Exercise details >>
Go line by line through the records and tally those that include "Show". Respond with the tally only.

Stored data
______________________________

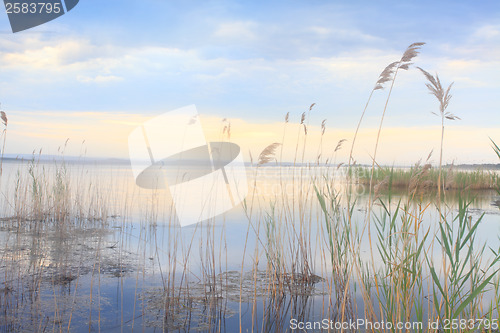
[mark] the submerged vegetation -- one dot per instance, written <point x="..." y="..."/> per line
<point x="313" y="249"/>
<point x="428" y="178"/>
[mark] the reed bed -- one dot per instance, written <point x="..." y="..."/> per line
<point x="401" y="178"/>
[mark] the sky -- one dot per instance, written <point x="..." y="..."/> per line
<point x="97" y="72"/>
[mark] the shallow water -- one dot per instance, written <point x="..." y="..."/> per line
<point x="123" y="260"/>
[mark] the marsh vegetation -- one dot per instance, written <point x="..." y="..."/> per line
<point x="84" y="249"/>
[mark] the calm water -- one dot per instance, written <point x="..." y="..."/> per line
<point x="124" y="260"/>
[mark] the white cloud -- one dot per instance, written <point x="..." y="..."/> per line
<point x="236" y="31"/>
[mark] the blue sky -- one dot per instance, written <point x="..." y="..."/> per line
<point x="254" y="61"/>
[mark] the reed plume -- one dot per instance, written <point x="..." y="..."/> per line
<point x="443" y="96"/>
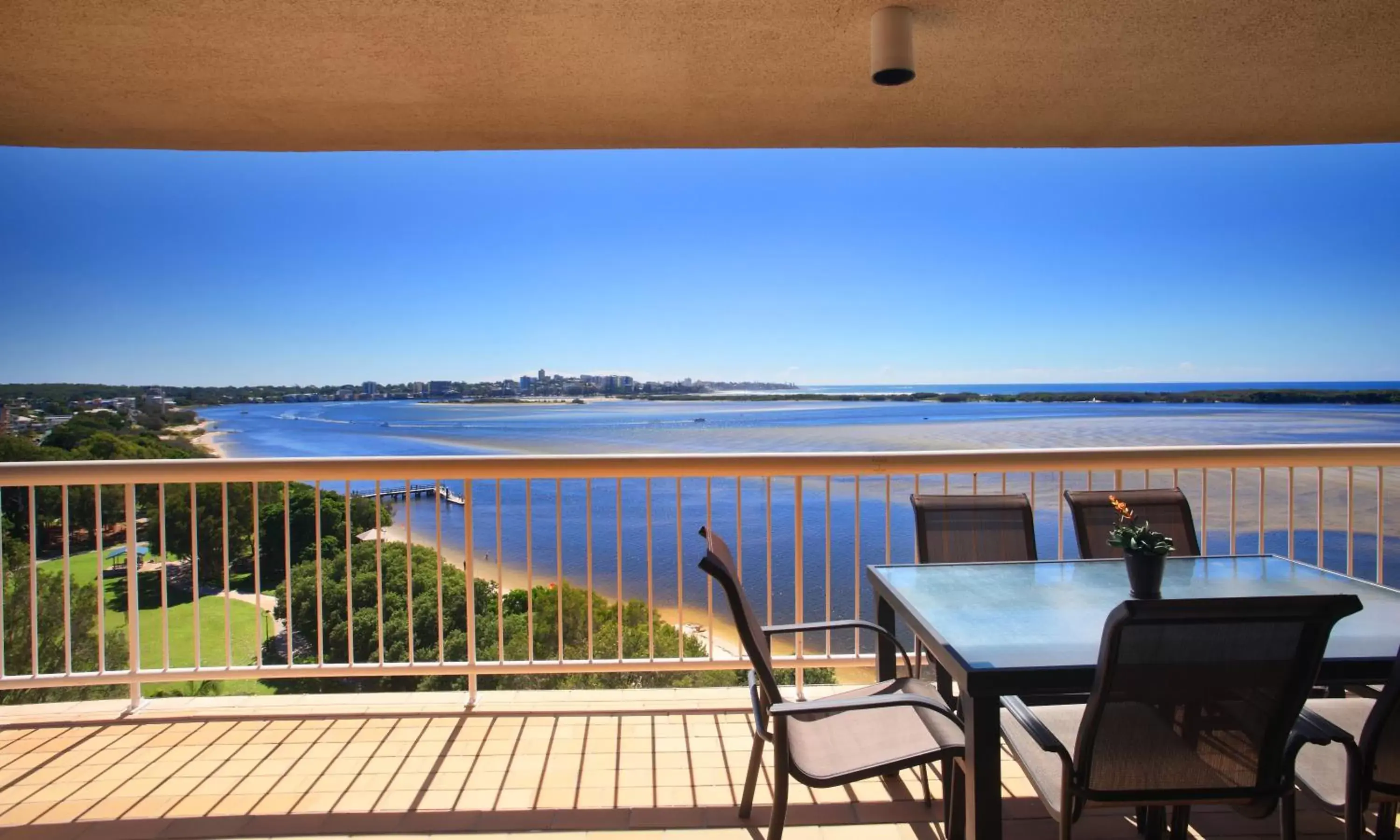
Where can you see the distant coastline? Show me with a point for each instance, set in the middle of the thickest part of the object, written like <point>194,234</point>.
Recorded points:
<point>1273,397</point>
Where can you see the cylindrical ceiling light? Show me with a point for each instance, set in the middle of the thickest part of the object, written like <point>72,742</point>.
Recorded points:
<point>892,45</point>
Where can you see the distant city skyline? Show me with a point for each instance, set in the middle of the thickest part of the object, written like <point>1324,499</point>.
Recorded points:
<point>814,266</point>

______________________________

The completed task >>
3